Soal Tertulis A:
Tuliskan secara lengkap setiap kalimat dalam kutipan sumber di bawah ini yang diawali dengan kata "Sudah 70".

Kutipan Sumber:
►
12:19 PM -
No comments
No comments
17 Agustus ke-70
Sudah 70 kali, mungkin, hari ini diperingati dengan beberapa yang merasa haru dan beberapa merasa biasa saja. Sudah 70 kali, mungkin, upacara pengibaran bendera merah putih di pada pukul sepuluh pagi lebih sepuluh menit, lalu 70 kali sudah, mungkin, upacara penurunan bendera pada sore harinya. Sudah 70 kali, mungkin, terdengar suara orchestra yang melantunkan lagu kebangsaan yang tidak henti – hentinya membuat bulu kuduk merinding. Sudah 70 tahun, semenjak Soekarno membacakan teks proklamasi, beriringan dengan harapan yang tidak putus dari seluruh penjuru negeri agar Indonesia merdeka. Mungkin masih ada para veteran yang sudah merasakan 70 kali perayaan dari semenjak mereka tegap hingga kini merenta seiring usia.Sudah 70 tahun, Negara ini merdeka, namun masih terus memperjuangkan kemerdekaannya.
◄
Data Tugas Ini:
►
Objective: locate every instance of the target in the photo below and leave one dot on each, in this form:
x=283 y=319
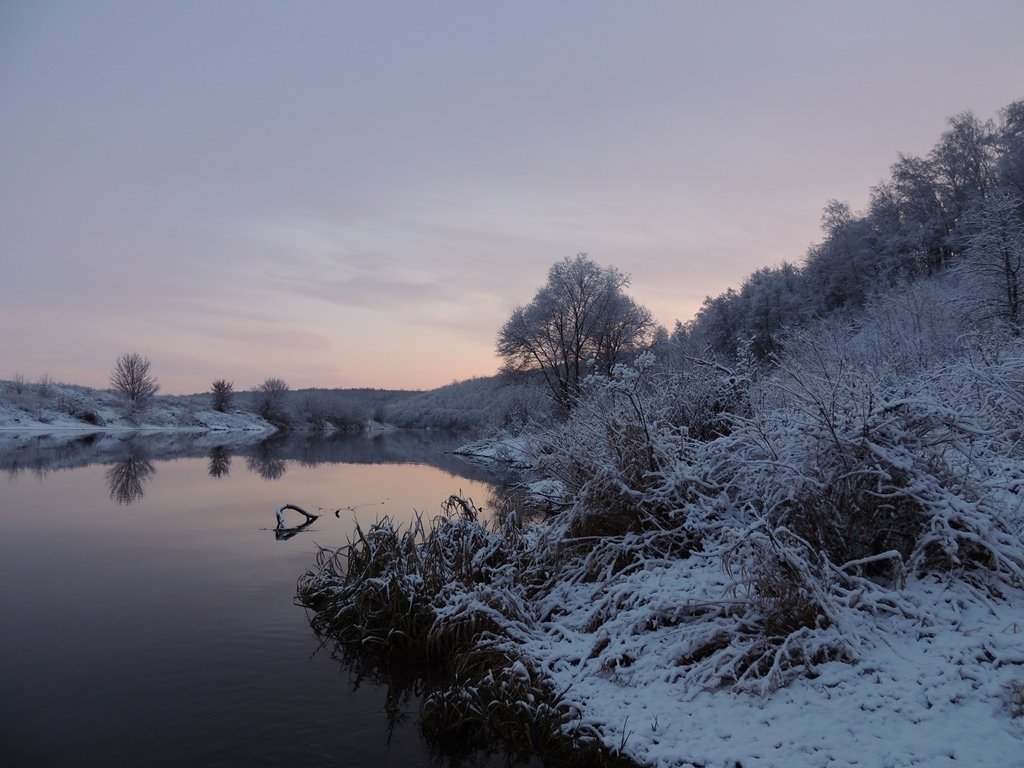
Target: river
x=148 y=612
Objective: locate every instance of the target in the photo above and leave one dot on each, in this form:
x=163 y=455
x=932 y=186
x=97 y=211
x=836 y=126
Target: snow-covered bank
x=766 y=583
x=62 y=407
x=930 y=688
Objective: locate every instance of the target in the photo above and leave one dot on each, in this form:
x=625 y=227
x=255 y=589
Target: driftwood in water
x=281 y=515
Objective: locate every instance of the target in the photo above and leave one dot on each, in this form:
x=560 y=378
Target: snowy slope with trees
x=790 y=535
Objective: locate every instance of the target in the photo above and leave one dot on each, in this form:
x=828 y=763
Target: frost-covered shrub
x=422 y=591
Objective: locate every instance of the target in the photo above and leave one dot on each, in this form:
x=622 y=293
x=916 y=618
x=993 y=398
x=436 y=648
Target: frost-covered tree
x=221 y=393
x=270 y=400
x=581 y=313
x=132 y=379
x=994 y=261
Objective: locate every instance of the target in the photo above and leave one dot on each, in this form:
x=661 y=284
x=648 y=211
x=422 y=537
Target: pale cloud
x=358 y=194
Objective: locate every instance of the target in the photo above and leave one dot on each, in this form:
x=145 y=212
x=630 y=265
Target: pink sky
x=357 y=195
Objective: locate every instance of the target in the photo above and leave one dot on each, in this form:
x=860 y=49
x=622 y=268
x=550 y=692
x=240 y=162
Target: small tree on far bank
x=132 y=379
x=221 y=393
x=270 y=401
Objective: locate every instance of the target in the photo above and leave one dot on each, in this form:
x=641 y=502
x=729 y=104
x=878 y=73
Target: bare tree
x=221 y=393
x=993 y=264
x=582 y=313
x=270 y=401
x=132 y=379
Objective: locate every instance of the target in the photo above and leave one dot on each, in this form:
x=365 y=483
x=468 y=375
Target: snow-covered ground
x=62 y=407
x=931 y=689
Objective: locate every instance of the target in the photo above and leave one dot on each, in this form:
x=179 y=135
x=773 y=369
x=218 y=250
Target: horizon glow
x=349 y=195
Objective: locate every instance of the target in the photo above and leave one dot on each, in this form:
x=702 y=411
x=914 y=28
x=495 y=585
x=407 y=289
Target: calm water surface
x=147 y=606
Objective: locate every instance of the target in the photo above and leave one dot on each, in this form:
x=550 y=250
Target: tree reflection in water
x=266 y=460
x=127 y=477
x=220 y=462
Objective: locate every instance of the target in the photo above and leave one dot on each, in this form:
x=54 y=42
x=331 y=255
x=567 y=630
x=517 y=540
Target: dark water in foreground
x=147 y=614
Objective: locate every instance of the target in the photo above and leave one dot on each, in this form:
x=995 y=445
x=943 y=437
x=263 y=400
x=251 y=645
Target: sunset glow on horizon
x=348 y=195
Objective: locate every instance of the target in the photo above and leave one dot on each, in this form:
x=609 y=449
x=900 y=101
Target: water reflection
x=127 y=478
x=267 y=459
x=220 y=462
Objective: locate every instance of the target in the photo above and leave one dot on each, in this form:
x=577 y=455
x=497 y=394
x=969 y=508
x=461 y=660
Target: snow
x=922 y=693
x=62 y=407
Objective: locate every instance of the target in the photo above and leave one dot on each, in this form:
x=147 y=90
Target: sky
x=357 y=194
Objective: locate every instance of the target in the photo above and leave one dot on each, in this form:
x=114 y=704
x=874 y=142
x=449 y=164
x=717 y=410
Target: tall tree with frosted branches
x=582 y=313
x=132 y=379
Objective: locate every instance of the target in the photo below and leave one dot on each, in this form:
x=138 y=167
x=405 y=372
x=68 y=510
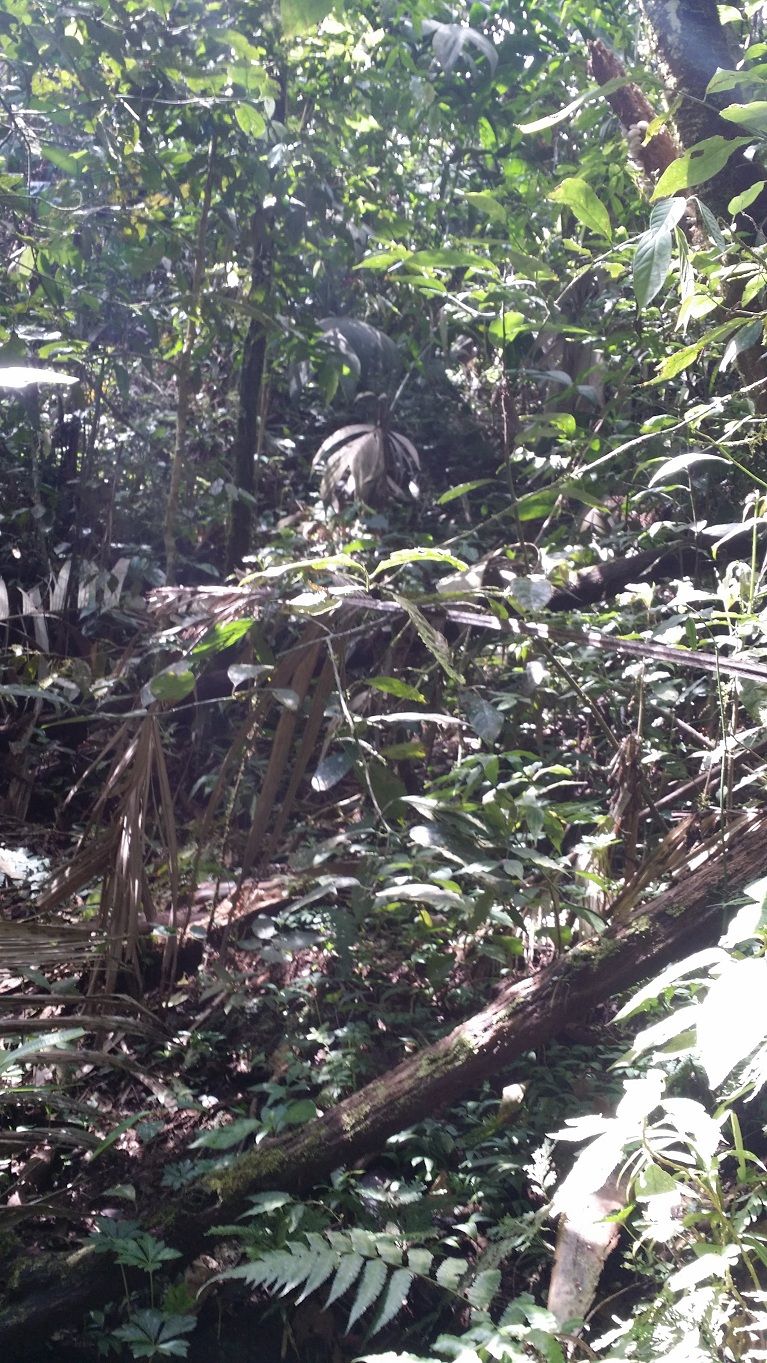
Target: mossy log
x=681 y=920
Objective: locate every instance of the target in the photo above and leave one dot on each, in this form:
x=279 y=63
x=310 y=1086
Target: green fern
x=375 y=1266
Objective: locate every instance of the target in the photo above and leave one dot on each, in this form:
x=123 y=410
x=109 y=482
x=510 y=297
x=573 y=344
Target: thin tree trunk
x=247 y=438
x=681 y=920
x=184 y=385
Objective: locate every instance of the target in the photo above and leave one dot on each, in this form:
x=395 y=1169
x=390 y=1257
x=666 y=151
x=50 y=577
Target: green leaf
x=683 y=461
x=418 y=555
x=450 y=1273
x=749 y=115
x=508 y=326
x=724 y=79
x=394 y=1299
x=331 y=769
x=425 y=893
x=683 y=359
x=482 y=1290
x=485 y=202
x=703 y=161
x=221 y=637
x=653 y=255
x=435 y=641
x=300 y=1111
x=450 y=258
x=393 y=686
x=743 y=201
x=587 y=207
x=224 y=1137
x=484 y=718
x=61 y=160
x=743 y=340
x=733 y=1018
x=461 y=489
x=173 y=683
x=371 y=1285
x=346 y=1273
x=303 y=15
x=551 y=120
x=249 y=120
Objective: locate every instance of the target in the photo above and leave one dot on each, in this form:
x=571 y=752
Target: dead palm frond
x=369 y=464
x=115 y=848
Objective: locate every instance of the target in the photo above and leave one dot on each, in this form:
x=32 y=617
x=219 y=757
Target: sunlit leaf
x=680 y=462
x=703 y=161
x=587 y=207
x=303 y=15
x=249 y=120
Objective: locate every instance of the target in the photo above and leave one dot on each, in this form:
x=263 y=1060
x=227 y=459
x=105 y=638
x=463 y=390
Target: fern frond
x=371 y=1287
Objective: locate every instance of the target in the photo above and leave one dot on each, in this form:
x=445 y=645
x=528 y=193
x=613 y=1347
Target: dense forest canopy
x=383 y=701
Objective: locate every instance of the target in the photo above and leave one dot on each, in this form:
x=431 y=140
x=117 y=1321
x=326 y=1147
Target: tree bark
x=691 y=45
x=681 y=920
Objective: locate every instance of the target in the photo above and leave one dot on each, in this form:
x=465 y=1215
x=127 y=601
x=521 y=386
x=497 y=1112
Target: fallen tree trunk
x=681 y=920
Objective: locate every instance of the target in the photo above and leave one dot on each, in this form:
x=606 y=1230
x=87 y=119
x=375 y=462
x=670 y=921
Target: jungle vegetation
x=383 y=683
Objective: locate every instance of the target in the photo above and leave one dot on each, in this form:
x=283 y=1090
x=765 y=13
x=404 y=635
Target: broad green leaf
x=221 y=637
x=25 y=375
x=508 y=326
x=418 y=555
x=435 y=641
x=724 y=79
x=485 y=202
x=747 y=115
x=710 y=224
x=653 y=255
x=249 y=120
x=371 y=1285
x=482 y=1290
x=461 y=489
x=732 y=1018
x=61 y=160
x=587 y=207
x=45 y=1042
x=530 y=266
x=300 y=1111
x=696 y=964
x=303 y=15
x=743 y=201
x=421 y=892
x=683 y=359
x=450 y=1273
x=346 y=1273
x=484 y=718
x=551 y=120
x=683 y=461
x=394 y=1299
x=383 y=259
x=703 y=161
x=529 y=593
x=333 y=769
x=450 y=258
x=654 y=1182
x=224 y=1137
x=743 y=340
x=173 y=683
x=393 y=686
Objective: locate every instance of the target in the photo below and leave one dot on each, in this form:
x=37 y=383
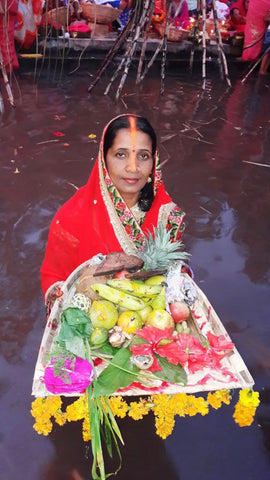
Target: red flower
x=186 y=349
x=219 y=344
x=58 y=134
x=153 y=336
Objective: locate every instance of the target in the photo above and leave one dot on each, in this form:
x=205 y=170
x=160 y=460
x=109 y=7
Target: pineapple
x=160 y=252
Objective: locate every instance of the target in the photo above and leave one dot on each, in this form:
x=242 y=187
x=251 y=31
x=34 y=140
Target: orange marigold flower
x=164 y=427
x=119 y=406
x=138 y=410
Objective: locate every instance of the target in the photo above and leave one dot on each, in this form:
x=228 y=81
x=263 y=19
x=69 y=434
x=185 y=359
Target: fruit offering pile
x=116 y=331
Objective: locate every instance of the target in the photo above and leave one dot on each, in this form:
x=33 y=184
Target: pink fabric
x=240 y=27
x=255 y=29
x=77 y=377
x=7 y=25
x=28 y=19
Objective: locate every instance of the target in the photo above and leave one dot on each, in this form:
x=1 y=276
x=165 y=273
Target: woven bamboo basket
x=99 y=13
x=203 y=319
x=175 y=34
x=58 y=15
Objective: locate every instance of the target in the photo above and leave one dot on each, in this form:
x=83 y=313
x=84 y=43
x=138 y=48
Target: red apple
x=179 y=311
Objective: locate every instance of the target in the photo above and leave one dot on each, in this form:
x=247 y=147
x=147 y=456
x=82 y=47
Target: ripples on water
x=206 y=143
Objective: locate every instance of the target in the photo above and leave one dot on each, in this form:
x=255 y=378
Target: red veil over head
x=97 y=220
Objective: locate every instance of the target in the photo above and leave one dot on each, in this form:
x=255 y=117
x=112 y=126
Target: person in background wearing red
x=238 y=14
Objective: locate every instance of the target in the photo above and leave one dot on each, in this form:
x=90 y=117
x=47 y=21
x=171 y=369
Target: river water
x=215 y=152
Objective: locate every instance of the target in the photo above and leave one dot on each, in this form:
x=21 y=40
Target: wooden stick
x=2 y=106
x=6 y=82
x=148 y=24
x=222 y=56
x=118 y=69
x=113 y=51
x=133 y=48
x=164 y=48
x=160 y=45
x=267 y=51
x=204 y=45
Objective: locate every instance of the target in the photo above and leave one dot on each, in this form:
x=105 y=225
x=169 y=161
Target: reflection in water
x=205 y=141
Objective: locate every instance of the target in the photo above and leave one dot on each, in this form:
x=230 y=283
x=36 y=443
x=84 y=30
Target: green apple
x=130 y=321
x=103 y=314
x=159 y=318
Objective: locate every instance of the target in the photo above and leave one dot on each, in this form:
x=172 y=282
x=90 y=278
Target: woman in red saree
x=117 y=208
x=238 y=14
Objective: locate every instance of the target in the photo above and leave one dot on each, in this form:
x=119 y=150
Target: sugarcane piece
x=146 y=31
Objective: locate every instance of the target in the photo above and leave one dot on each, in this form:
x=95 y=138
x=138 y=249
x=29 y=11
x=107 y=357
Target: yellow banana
x=121 y=298
x=135 y=288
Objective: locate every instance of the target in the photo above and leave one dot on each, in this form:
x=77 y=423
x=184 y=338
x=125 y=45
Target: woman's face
x=129 y=163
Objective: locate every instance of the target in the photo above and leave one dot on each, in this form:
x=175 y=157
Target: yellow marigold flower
x=217 y=398
x=178 y=403
x=76 y=411
x=243 y=415
x=86 y=430
x=60 y=418
x=164 y=427
x=202 y=406
x=249 y=398
x=43 y=428
x=119 y=406
x=138 y=410
x=53 y=403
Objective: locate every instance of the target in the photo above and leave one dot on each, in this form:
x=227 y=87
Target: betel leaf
x=170 y=373
x=120 y=373
x=75 y=329
x=76 y=346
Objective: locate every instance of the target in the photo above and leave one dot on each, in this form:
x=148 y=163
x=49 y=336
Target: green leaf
x=171 y=373
x=119 y=374
x=74 y=316
x=76 y=346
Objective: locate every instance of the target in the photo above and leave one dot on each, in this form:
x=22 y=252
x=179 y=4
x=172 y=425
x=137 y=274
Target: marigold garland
x=246 y=407
x=165 y=408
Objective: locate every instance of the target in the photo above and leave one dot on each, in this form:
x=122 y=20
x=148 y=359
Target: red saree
x=240 y=27
x=97 y=220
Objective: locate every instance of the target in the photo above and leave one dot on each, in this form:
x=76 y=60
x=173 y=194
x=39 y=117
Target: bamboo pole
x=148 y=24
x=2 y=107
x=160 y=45
x=130 y=52
x=204 y=45
x=113 y=51
x=6 y=82
x=266 y=52
x=133 y=48
x=222 y=56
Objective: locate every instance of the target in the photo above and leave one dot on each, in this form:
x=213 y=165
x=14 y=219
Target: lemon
x=159 y=318
x=155 y=280
x=103 y=314
x=144 y=312
x=130 y=321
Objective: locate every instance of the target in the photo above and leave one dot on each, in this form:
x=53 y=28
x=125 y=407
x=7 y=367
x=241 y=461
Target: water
x=212 y=146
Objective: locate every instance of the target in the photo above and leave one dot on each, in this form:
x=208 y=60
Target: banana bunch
x=137 y=288
x=118 y=297
x=128 y=294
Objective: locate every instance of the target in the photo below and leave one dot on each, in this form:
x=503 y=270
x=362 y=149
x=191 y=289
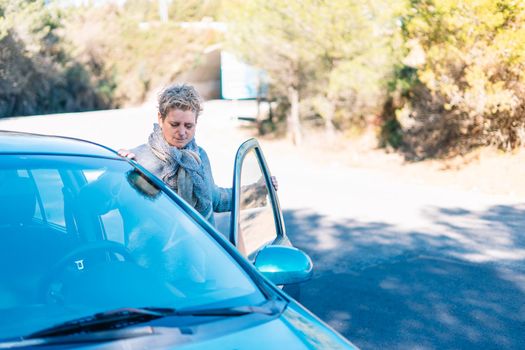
◄
Soal Tertulis B:
Pilihlah dari catatan di atas setiap baris yang memuat kata "with", lalu salin baris-baris tersebut dengan memperhatikan perbedaan huruf besar dan kecil.

Hasil Akhir A:
1. Sudah 70 kali, mungkin, hari ini diperingati dengan beberapa yang merasa haru dan beberapa merasa biasa saja.
2. Sudah 70 kali, mungkin, upacara pengibaran bendera merah putih di pada pukul sepuluh pagi lebih sepuluh menit, lalu 70 kali sudah, mungkin, upacara penurunan bendera pada sore harinya.
3. Sudah 70 kali, mungkin, terdengar suara orchestra yang melantunkan lagu kebangsaan yang tidak henti – hentinya membuat bulu kuduk merinding.
4. Sudah 70 tahun, semenjak Soekarno membacakan teks proklamasi, beriringan dengan harapan yang tidak putus dari seluruh penjuru negeri agar Indonesia merdeka.
5. Sudah 70 tahun, Negara ini merdeka, namun masih terus memperjuangkan kemerdekaannya.

Hasil Akhir B:
Target: snowy slope with trees
Target: tall tree with frosted branches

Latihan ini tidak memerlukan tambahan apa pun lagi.